EXERCISE AIM: Pull every line containing the word "query" from the records.
___ DATA EXTRACT ___
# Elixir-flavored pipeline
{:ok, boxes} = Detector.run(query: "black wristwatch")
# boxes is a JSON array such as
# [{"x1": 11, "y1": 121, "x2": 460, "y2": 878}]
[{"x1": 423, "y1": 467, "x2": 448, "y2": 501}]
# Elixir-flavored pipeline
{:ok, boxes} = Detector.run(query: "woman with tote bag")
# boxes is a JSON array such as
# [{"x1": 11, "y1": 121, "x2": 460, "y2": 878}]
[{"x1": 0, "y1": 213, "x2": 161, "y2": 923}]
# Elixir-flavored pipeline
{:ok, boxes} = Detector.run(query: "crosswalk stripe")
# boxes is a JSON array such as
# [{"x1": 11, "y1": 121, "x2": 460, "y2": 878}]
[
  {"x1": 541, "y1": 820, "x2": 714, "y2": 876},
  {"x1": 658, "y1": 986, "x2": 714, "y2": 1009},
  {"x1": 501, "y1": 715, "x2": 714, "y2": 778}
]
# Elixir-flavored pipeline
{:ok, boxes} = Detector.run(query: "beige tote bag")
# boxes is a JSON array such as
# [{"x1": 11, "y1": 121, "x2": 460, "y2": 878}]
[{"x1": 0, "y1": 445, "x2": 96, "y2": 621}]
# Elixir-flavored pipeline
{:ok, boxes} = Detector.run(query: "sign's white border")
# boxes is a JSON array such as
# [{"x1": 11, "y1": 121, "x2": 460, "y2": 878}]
___
SOLVED PROBLEM:
{:ok, boxes} = Detector.run(query: "black wristwatch")
{:ok, boxes} = Detector.run(query: "woman with tote bag")
{:ok, boxes} = Detector.run(query: "crosswalk stripe")
{:ok, boxes} = Detector.run(query: "beige tote bag")
{:ok, boxes} = Detector.run(query: "sign's white border")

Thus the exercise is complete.